Collected data:
BEGIN
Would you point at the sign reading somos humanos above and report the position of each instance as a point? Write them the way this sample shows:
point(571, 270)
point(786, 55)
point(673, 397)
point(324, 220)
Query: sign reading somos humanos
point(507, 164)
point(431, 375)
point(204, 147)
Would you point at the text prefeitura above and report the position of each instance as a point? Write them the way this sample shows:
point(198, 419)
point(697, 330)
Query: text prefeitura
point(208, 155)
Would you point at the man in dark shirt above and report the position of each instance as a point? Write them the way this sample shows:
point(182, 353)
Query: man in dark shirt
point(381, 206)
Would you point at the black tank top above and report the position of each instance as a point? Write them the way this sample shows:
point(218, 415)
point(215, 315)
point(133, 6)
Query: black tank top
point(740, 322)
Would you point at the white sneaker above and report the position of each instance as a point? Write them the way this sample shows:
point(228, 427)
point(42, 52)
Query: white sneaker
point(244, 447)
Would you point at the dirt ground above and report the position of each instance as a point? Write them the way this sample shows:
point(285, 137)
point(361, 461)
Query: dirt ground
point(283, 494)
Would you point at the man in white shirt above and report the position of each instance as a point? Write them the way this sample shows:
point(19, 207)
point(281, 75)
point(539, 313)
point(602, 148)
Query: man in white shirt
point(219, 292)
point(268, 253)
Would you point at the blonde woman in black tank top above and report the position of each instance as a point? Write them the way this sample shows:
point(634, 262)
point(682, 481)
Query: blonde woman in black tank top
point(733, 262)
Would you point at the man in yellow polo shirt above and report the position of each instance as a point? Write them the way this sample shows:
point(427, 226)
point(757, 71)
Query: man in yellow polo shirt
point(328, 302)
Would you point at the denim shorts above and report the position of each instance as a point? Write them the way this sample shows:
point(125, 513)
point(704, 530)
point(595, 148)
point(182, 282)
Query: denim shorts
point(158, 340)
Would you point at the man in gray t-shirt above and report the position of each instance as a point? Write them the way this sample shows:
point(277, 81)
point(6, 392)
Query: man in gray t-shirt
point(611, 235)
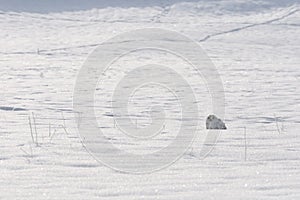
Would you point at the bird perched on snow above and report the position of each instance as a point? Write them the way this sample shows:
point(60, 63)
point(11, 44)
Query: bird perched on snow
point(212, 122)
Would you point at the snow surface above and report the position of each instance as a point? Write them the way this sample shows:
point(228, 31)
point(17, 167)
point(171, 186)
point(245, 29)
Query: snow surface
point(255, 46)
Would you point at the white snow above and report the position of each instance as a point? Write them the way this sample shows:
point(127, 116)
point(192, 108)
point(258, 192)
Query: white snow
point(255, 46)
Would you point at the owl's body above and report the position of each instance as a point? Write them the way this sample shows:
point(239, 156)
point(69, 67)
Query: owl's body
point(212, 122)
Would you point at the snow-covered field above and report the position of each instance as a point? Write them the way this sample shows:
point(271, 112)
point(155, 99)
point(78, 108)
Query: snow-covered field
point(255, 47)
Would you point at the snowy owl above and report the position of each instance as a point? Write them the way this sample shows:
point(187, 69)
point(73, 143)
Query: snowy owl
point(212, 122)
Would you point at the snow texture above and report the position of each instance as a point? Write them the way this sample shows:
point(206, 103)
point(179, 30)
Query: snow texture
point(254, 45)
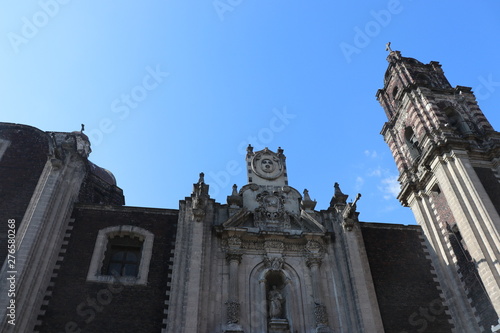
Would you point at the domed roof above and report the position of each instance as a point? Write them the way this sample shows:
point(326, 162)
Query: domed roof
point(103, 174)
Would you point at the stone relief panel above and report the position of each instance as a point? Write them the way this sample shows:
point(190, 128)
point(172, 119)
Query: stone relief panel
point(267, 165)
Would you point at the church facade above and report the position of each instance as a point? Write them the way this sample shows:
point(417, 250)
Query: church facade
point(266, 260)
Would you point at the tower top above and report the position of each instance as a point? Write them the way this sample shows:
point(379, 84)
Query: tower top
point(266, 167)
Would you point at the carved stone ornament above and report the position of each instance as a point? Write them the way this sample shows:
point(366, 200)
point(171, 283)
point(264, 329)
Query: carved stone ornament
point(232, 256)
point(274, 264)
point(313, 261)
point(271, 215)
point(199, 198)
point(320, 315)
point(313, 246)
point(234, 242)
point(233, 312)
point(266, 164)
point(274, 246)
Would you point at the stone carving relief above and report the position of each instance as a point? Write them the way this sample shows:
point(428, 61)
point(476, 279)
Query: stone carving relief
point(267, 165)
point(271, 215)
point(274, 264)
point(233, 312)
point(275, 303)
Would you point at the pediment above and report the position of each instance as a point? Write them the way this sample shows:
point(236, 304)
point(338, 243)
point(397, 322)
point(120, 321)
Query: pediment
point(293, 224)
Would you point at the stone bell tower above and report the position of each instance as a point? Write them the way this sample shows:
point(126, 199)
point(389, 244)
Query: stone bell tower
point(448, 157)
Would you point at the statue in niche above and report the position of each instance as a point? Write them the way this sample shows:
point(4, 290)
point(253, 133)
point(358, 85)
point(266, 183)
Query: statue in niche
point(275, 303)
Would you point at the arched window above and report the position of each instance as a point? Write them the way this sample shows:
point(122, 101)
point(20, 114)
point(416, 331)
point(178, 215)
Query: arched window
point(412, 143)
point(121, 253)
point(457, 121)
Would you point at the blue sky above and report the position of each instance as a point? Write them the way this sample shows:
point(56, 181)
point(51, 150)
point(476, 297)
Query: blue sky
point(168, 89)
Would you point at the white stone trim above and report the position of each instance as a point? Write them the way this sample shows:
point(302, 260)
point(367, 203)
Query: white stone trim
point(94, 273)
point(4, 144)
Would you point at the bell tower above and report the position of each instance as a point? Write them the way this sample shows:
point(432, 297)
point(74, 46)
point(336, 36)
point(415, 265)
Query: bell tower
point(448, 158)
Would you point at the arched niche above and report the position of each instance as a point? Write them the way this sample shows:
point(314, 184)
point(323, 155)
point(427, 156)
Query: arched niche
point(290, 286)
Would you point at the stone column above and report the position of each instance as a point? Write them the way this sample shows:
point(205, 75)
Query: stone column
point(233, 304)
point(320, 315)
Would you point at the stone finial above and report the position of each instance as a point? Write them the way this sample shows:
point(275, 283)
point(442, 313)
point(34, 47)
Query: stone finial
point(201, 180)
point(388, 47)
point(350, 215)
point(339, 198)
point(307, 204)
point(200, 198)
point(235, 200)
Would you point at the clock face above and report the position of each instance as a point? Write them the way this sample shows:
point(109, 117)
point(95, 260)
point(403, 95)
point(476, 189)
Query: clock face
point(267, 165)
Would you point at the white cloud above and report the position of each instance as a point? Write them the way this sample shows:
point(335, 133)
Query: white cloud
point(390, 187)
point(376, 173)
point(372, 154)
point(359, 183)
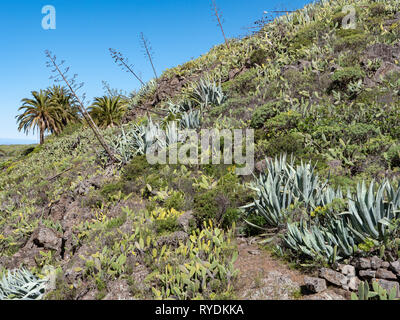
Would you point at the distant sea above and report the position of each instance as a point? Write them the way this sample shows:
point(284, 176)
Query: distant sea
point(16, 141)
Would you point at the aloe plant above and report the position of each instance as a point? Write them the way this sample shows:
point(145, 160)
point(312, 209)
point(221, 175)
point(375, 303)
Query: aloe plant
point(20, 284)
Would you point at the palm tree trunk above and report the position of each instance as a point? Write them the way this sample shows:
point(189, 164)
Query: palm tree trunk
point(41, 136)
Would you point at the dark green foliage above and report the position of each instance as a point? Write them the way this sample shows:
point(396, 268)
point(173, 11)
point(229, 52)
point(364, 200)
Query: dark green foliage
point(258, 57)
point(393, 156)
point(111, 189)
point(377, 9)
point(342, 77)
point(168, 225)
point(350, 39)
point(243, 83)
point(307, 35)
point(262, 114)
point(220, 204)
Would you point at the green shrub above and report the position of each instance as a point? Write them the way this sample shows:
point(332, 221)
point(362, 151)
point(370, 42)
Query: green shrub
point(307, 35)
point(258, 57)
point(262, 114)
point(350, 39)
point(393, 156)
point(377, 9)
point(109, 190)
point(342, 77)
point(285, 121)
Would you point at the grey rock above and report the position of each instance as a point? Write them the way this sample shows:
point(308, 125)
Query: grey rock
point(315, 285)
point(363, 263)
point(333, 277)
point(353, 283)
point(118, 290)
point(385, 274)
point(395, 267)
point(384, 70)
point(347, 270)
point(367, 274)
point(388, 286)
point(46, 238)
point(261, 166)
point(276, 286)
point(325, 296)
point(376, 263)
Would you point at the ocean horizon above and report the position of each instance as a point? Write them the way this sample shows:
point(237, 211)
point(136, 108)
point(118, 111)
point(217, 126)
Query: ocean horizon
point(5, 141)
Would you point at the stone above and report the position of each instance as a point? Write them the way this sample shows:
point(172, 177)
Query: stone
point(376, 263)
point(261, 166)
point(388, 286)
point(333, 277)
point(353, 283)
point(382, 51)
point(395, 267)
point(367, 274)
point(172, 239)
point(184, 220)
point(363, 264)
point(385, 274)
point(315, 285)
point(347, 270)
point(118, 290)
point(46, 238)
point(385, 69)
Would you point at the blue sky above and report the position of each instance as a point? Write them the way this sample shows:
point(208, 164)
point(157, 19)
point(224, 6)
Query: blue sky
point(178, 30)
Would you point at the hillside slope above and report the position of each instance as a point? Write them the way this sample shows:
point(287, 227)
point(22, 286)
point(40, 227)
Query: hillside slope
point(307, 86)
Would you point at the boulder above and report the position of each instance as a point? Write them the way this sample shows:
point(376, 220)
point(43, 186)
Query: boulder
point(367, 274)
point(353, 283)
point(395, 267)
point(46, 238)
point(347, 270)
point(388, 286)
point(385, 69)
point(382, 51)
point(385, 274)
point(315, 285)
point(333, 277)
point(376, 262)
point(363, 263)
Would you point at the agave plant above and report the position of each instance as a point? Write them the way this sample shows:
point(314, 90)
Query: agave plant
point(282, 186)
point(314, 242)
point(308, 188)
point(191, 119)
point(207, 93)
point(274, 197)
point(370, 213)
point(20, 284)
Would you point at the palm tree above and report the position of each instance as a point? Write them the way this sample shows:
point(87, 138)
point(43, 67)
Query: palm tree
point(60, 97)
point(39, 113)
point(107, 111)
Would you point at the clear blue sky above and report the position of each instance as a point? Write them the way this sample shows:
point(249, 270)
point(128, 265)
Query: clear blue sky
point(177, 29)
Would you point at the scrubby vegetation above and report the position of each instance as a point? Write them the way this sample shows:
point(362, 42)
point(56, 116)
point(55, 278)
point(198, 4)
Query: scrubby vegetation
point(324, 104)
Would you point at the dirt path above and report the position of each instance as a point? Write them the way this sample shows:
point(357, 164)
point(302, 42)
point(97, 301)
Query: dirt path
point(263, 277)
END
_EXERCISE DESCRIPTION_.
Copy out only the lines running from the beginning of the data to the line with "point(595, 148)", both ends included.

_RESPONSE TO THE EXERCISE_.
Would you point at the sign reading somos humanos above and report the position of each instance as a point? Write them the way this sample shows:
point(571, 270)
point(786, 55)
point(673, 397)
point(324, 220)
Query: sign reading somos humanos
point(507, 164)
point(431, 375)
point(204, 147)
Would you point at the text prefeitura above and report the position of each instance as a point? Write them the way this sample shows:
point(198, 419)
point(697, 330)
Query: text prefeitura
point(208, 155)
Would you point at the man in dark shirt above and report the position of each instance as a point? Write them the way this sample shows:
point(182, 353)
Query: man in dark shirt
point(381, 206)
Would you point at the black tank top above and report the position of each instance as a point? Write them the way this sample shows:
point(218, 415)
point(215, 315)
point(133, 6)
Query: black tank top
point(740, 322)
Would you point at the white sneaker above and report the position of each instance as a point? Write them the way this sample shows:
point(228, 427)
point(42, 52)
Query: white sneaker
point(244, 447)
Would you point at the dirt ground above and report the position of each instance as a point? Write them the way this sample shows:
point(285, 137)
point(361, 461)
Query: dirt ground
point(283, 494)
Would you point at the man in white shirt above and report the position of each instance as a point? Write them the way this sample shows:
point(19, 207)
point(281, 75)
point(539, 313)
point(602, 148)
Query: man in white shirt
point(219, 292)
point(268, 253)
Would you point at the blonde woman in black tank top above and report the position of each instance as a point? Write them the way this sample shows:
point(634, 262)
point(682, 481)
Query: blonde woman in black tank top
point(733, 262)
Would you point at the man in yellow polo shirt above and report the position of each instance as a point? Write them the way this sample shows:
point(427, 226)
point(757, 71)
Query: man in yellow polo shirt
point(328, 302)
Would you point at the denim shorts above and report the position of each instance as a point? Write them the way this sample shows:
point(125, 513)
point(704, 530)
point(595, 148)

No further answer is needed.